*** PROVIDED DATA ***
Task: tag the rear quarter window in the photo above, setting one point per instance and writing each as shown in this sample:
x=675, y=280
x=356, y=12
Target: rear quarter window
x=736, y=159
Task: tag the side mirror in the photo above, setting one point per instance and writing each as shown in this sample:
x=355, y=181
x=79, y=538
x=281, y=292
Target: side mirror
*** End of PROVIDED DATA ***
### WHAT TO WORK ON
State how many lines of the records contain the word "setting". Give that number alone.

### EXERCISE OUTPUT
2